» **Directions for this task**
Each entry that follows must be output without any deviation.

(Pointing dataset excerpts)
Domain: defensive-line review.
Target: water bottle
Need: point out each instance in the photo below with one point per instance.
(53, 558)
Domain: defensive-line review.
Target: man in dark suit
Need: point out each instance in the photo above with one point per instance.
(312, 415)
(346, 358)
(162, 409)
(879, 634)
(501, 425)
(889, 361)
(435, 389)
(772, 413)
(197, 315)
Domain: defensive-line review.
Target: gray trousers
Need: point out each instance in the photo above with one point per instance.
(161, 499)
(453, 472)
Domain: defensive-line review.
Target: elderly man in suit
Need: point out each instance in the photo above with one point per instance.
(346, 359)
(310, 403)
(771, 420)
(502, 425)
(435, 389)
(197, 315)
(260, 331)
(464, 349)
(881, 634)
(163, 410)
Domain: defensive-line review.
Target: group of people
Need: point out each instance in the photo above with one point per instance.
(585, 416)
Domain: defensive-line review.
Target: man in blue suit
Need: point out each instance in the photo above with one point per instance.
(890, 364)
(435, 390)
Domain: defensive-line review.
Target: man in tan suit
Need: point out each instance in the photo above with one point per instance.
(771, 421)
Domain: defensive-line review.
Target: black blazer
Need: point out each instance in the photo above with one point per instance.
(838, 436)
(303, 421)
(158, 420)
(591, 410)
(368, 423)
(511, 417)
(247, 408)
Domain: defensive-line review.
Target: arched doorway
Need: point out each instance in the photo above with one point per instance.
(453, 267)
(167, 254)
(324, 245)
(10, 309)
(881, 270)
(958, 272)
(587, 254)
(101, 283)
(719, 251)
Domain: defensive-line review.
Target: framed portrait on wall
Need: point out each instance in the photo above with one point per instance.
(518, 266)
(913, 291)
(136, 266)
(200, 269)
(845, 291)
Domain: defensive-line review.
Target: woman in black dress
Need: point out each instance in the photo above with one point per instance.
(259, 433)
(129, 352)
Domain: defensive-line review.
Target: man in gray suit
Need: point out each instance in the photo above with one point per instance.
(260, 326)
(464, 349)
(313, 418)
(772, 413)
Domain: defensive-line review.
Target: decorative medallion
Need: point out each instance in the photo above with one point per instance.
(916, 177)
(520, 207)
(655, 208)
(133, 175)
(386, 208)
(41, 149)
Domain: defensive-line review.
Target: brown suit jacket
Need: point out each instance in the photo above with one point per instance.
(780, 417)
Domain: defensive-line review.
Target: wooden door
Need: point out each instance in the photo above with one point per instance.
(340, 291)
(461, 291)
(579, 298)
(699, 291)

» **Task solution**
Domain: defensive-line review.
Target: water bottle
Need: point out each instance in the photo below with one point per instance.
(53, 558)
Domain: defensive-line review.
Target: man in dark suit
Need: point out each instance in the photo above with one point per instance.
(312, 415)
(346, 358)
(162, 409)
(879, 634)
(501, 425)
(889, 361)
(435, 389)
(772, 413)
(197, 315)
Domain: defensive-line review.
Target: gray trousers
Need: point out each instance in the photo above with one point per instance.
(161, 499)
(453, 472)
Domain: defensive-line review.
Target: elderly man in suit
Need: point out each instance in the photo above with one point per instance.
(346, 359)
(310, 403)
(771, 420)
(502, 425)
(435, 389)
(197, 315)
(260, 331)
(464, 349)
(881, 634)
(163, 410)
Domain: defensive-line review.
Target: group of people
Need: point out each instance in the photo above with one point per instance.
(585, 416)
Domain: defensive-line review.
Target: man in blue suit
Need: point out each instance in the photo above with one point per instance.
(890, 364)
(435, 390)
Domain: defensive-line review.
Target: man in tan suit
Need: point out each instance in the photo above with one point per instance.
(771, 421)
Domain: defensive-line review.
Target: black blazer
Need: point out each instance in the photo above with one point per instance.
(838, 436)
(303, 421)
(158, 420)
(591, 410)
(368, 423)
(511, 417)
(247, 408)
Domain: defensive-line review.
Target: arched doorway
Need: point out each instance in the photo above with one point per instance.
(453, 267)
(167, 254)
(324, 245)
(10, 309)
(881, 270)
(958, 272)
(587, 254)
(101, 283)
(719, 251)
Domain: defensive-line review.
Target: framed portrait on wall
Need: point out each instance in the photo above with one point per instance.
(518, 266)
(913, 291)
(136, 266)
(200, 269)
(845, 291)
Domain: defensive-line review.
Target: woman in black dress
Need: point out each instance in the photo above with one point per instance.
(259, 433)
(129, 352)
Domain: defensive-line review.
Target: man in gray suit
Need: point out each instance in the photo above with one point per instance.
(260, 326)
(464, 349)
(313, 418)
(772, 413)
Domain: defensive-line review.
Target: decorative medallion
Need: point out each instance in the photo above with one point per instance.
(916, 177)
(520, 207)
(655, 208)
(133, 175)
(386, 208)
(41, 149)
Domain: defensive-line review.
Target: brown suit jacket
Need: point out each instance in the photo above with one point per instance.
(780, 417)
Domain: defensive-line review.
Target: wooden door
Need: point out each instance in the photo above with one point per instance.
(340, 291)
(461, 291)
(579, 298)
(699, 291)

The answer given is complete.